**Written request 1:** In the passage on Marx's materialistic conception of history, which work does Marx use to develop his critique of Hegel's dialectic into the materialistic conception of history?
**Written request 2:**
Decide whether each statement agrees with the passage on Marx's materialistic conception of history. Answer yes or no for each, and quote the words of the passage that settle it.
(a) Hegel saw the dialectical movement of history as driven by material forces.
(b) Marx argues that the division of labor leads to a conflict of interests between town and country.
(c) Marx held that an economic and political system can be abolished by thought alone.
**Written request 3:** Pick up the passage on Marx's materialistic conception of history after its final sentence, and continue it in the same style.

**Text provided:**
· · · · · · ·
Post by Hush on Mon May 18, 2009 10:31 pm

(3) The Materialistic Conception of History

The Dialectical Movement of History

In The German Ideology (1846), Marx develops his critique of Hegel’s dialectic into what he calls the materialistic conception of history. Hegel’s dialectic furnished Marx with a model of history which he of course adapted. Like Hegel, he viewed the world, human beings, and history as a product of human labor. But whereas Hegel saw the dialectical movement of history as driven by an absolute spirit or God, Marx insisted that the dialectic of history was motivated by material forces, by upheavals in the forces and relations of economic production. In particular, he viewed history as driven by class struggle. As he declaims in The Communist Manifesto (1848): “The history of all hitherto existing society is the history of class struggles” (MCP, 40). Marx alludes to the history of class conflict from the ancient world to his own times: between slaves and freemen, patricians and plebeians, lords and serfs. The major class conflict in modern times is between the bourgeoisie and the proletariat or industrial working class. And, just as the capitalist mode of production superseded the feudal mode, so the capitalist mode will give way to socialism. It is the bourgeoisie itself which creates the instrument of its own destruction: the proletariat, on the one hand, who will unite against it; and, on the other hand, increasingly destructive economic crises which are internal to the operations of capitalism.

Finally, Marx opposed previous philosophical systems inasmuch as they were idealistic; he insisted that the dialectic in history involved a necessary combination of theory and practice, that a given economic and political system cannot be abolished by mere thought but by a revolution. His most famous statement in this respect was: “The philosophers have only interpreted the world, in various ways; the point, however, is to change it” (MCP, 95). As will be seen below, Marx thought that the system of bourgeois dominance and capitalist exploitation would end when conditions for the great mass of people had sufficiently deteriorated.

Economic Base and Superstructure


The main premise of the materialist conception of history is that man’s first historical act is the production of means to satisfy his material needs. The production of life, through both labor and procreation, is both natural and social: a given mode of production is combined with a given stage of social cooperation. Only after passing through these historical moments, says Marx, can we speak of men possessing “consciousness,” which is itself a “social product.” Hence the realms of ideology, politics, law, morality, religion, and art are not independent but are an efflux of a people’s material behavior: “Life is not determined by consciousness, but consciousness by life” (GI, 47–51).

(4) The Division of Labor

This model of superstructure and economic base furnishes the form of Marx’s analyses of state, class, and ideology in terms of the history of the division of labor. Marx tracesvarious stages of this history, affirming that they are effectively different forms of ownership. In general terms, Marx argues that division of labor is an index of the extent to which production has been developed. It leads to separation of industrial and commercial from agricultural labor, hence a conflict of interests between town and country. It then effects a separation of individual and community interests (GI, 43– 46). Moreover, the division of labor which first manifested itself in the sexual act appears eventually in its true shape as a division of material and mental labor; this is the point at which “pure” theory becomes possible.
· · · · · · ·
**Data extract:**
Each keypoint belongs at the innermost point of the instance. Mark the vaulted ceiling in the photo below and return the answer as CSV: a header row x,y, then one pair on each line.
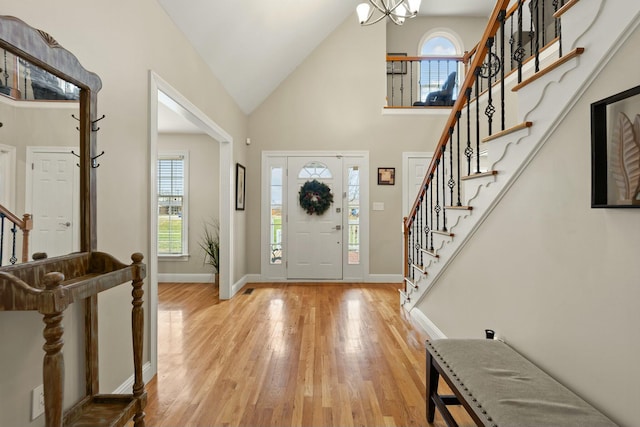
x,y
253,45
· · · · · · ·
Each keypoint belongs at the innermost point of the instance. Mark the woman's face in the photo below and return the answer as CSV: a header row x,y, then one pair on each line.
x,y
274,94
· · · · · · ·
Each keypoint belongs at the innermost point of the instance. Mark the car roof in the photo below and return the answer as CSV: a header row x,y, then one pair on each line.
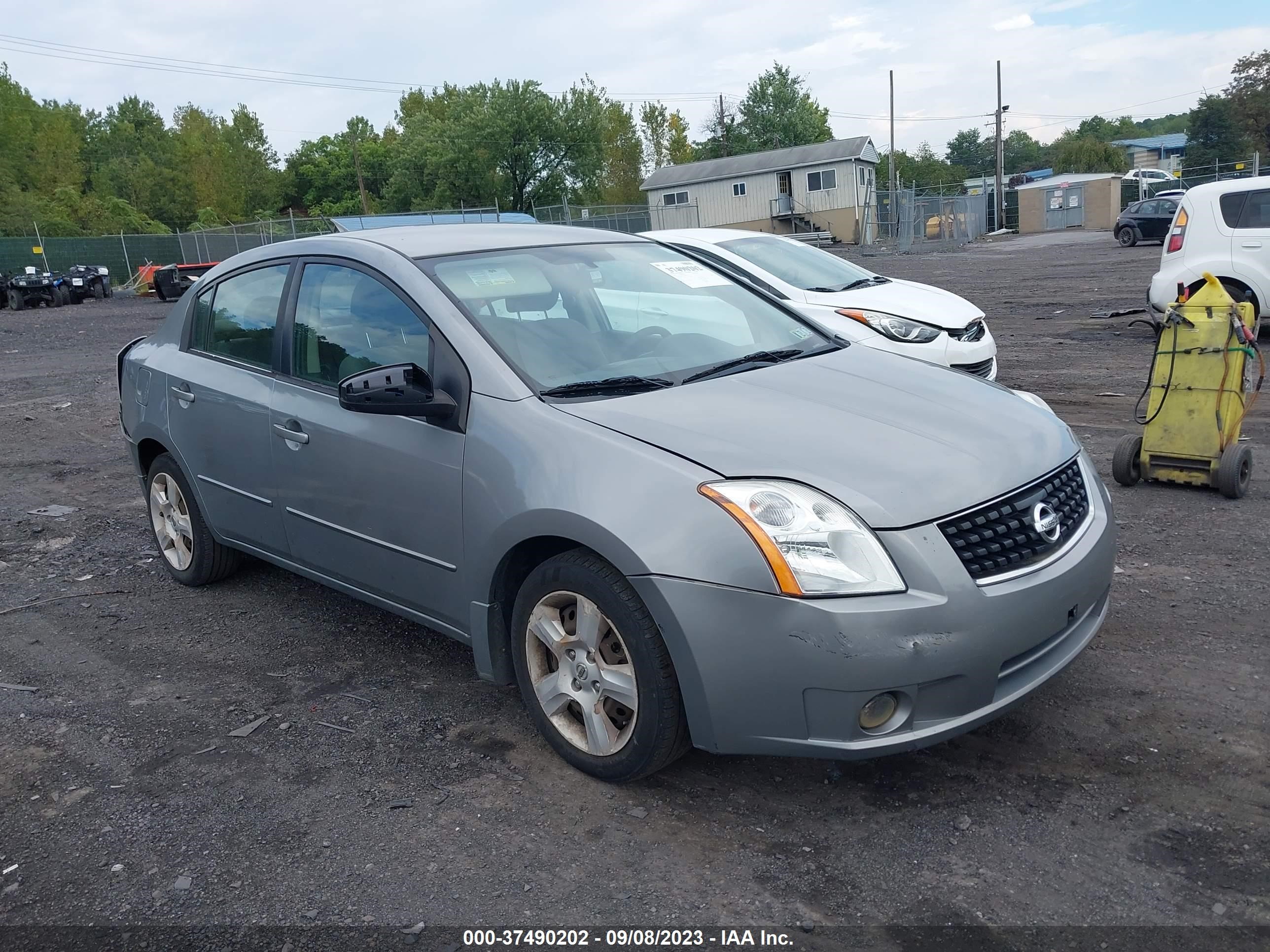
· · · · · · ·
**Exercise output 1:** The German Ideology (1846).

**Exercise output 2:**
(a) No: "whereas Hegel saw the dialectical movement of history as driven by an absolute spirit or God"
(b) Yes: "hence a conflict of interests between town and country"
(c) No: "a given economic and political system cannot be abolished by mere thought but by a revolution"

**Exercise output 3:**
Marx cites three crucial consequences of the social division of labor: firstly, the unequal distribution of labor and its products, and hence private property. The second consequence is the state. The division of labor implying a contradiction between individual or family and communal interest, the latter assumes an independent form as the state, as an “illusory communal life” divorced from the real interests of both individual and community. It is based especially on classes, one of which dominates the others. It follows, says Marx, that all struggles within the state are disguised versions of the struggle between classes. The third consequence of division of labor is what Marx calls “estrangement” or “alienation” of social activity. Not only does division of labor force upon each person a particular sphere of activity whereby his “own deed becomes an alien power opposed to him,” but the social power or “multiplied productive force” as determined by the division of labor appears to individuals, because their mutual cooperation is forced, as “an alien force existing outside them” which develops independently of their will. “How otherwise,” asks Marx, “does it happen that trade . . . rules the whole world through the relation of supply and demand?” (GI, 54–55).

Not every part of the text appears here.